• [SUPPLIED MATERIAL]
——————————

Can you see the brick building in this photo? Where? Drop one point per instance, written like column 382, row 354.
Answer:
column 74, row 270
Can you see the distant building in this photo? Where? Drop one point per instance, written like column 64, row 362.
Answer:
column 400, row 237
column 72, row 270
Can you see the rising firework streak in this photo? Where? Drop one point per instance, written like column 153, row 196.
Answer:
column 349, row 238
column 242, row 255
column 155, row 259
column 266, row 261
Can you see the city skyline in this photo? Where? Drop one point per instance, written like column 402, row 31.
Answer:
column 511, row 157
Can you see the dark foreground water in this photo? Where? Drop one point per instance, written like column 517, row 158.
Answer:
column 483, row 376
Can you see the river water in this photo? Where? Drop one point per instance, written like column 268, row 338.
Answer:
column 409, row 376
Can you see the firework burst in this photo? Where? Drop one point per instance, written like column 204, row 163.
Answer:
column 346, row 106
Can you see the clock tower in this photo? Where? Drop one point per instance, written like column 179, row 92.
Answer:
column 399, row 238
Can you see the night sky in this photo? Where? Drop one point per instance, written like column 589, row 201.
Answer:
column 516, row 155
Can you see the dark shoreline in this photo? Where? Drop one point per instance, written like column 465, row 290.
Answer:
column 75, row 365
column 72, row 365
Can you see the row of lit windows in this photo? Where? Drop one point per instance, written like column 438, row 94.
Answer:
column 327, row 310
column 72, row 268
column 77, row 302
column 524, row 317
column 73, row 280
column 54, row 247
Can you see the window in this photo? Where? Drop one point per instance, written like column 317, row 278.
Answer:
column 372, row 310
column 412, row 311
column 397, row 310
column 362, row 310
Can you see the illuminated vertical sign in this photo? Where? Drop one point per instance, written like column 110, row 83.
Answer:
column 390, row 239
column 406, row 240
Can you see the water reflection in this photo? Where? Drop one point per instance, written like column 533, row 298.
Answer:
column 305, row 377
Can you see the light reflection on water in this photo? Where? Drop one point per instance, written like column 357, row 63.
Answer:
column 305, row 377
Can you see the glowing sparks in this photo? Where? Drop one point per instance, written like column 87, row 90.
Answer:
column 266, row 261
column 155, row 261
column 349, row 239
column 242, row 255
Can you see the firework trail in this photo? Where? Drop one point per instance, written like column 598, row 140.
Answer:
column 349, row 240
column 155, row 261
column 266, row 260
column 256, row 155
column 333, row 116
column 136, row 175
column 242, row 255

——————————

• [WRITTEN PROBLEM] Reproduce the data word for word, from its first line through the line containing "column 483, row 376", with both of those lines included.

• [ANSWER TO THE TASK]
Can you see the brick building in this photo? Where? Drop one point per instance, written like column 382, row 354.
Answer:
column 74, row 270
Can you see the distant building in this photo? Where? Drop one point per instance, written like column 64, row 362.
Answer:
column 400, row 237
column 72, row 270
Can you see the rising firework streak in this photo? Where? Drop one point per instance, written like column 153, row 196.
Answer:
column 349, row 238
column 242, row 255
column 155, row 259
column 266, row 261
Can you see the city skyline in this photo? Where? Drop one point per instance, written like column 402, row 31.
Answer:
column 511, row 157
Can you see the dark foreground water in this photo? Where? Drop one point per instance, written like column 517, row 158.
Answer:
column 483, row 376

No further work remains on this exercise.